§ **WHAT YOU ARE ASKED TO DO**: Convert the lines of the data below, from the line containing "Pin the trash" through the end of the data, into a numbered list that omits any blank lines.

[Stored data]
========================================================================
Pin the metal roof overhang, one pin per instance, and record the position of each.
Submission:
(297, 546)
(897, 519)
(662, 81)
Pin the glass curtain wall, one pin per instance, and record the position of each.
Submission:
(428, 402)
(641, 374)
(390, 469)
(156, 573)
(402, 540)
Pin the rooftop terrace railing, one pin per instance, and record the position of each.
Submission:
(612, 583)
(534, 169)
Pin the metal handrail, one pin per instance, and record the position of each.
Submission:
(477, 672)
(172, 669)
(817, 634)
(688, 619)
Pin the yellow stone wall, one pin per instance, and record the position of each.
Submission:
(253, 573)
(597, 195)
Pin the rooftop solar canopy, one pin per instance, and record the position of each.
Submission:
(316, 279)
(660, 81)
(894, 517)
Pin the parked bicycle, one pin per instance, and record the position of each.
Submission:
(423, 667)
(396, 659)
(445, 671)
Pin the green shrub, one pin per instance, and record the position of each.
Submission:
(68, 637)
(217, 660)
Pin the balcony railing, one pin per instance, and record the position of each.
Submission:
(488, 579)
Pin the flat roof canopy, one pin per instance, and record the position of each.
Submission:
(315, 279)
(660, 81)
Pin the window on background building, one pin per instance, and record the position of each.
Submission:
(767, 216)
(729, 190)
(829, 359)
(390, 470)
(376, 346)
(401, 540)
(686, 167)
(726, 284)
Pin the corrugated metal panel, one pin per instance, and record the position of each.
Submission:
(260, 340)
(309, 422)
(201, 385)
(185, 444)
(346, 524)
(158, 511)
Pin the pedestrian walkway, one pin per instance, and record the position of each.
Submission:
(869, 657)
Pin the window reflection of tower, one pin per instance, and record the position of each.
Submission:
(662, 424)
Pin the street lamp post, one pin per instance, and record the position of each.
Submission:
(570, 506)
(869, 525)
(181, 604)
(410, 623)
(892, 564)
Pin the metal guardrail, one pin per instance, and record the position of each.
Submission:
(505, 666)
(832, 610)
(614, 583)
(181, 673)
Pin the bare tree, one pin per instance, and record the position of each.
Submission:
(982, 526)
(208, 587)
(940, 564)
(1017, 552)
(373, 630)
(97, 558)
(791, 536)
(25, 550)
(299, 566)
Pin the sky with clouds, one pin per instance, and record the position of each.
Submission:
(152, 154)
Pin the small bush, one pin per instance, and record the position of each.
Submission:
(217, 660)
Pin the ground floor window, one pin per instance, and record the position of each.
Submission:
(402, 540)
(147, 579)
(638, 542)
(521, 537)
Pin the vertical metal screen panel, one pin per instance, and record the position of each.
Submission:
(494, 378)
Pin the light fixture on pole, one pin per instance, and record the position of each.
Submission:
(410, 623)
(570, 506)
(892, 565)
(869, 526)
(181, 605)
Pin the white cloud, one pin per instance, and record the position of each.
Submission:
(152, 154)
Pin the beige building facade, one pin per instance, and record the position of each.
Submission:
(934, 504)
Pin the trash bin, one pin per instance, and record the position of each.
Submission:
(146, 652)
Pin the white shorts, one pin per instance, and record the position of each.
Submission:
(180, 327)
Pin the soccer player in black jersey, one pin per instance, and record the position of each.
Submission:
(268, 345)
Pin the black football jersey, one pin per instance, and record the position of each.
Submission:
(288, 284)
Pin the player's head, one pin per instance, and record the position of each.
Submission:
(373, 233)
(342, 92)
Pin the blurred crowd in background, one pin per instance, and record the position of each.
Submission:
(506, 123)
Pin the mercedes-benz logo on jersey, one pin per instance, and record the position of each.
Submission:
========================================================================
§ **SOLUTION TO THE EXERCISE**:
1. Pin the trash bin, one pin per instance, and record the position of each.
2. Submission:
3. (146, 652)
4. Pin the white shorts, one pin per instance, and record the position of each.
5. Submission:
6. (180, 327)
7. Pin the soccer player in black jersey, one pin per instance, and record the position of each.
8. Submission:
9. (268, 345)
10. Pin the black football jersey, one pin per instance, and record the position of each.
11. Submission:
12. (288, 284)
13. Pin the player's head, one pin per instance, and record the position of each.
14. Submission:
15. (373, 233)
16. (342, 92)
17. Pin the blurred crowd in background, one pin per instance, and record the position of each.
18. Submission:
19. (506, 123)
20. Pin the mercedes-benz logo on jersey, one pin per instance, and record the position of each.
21. Submission:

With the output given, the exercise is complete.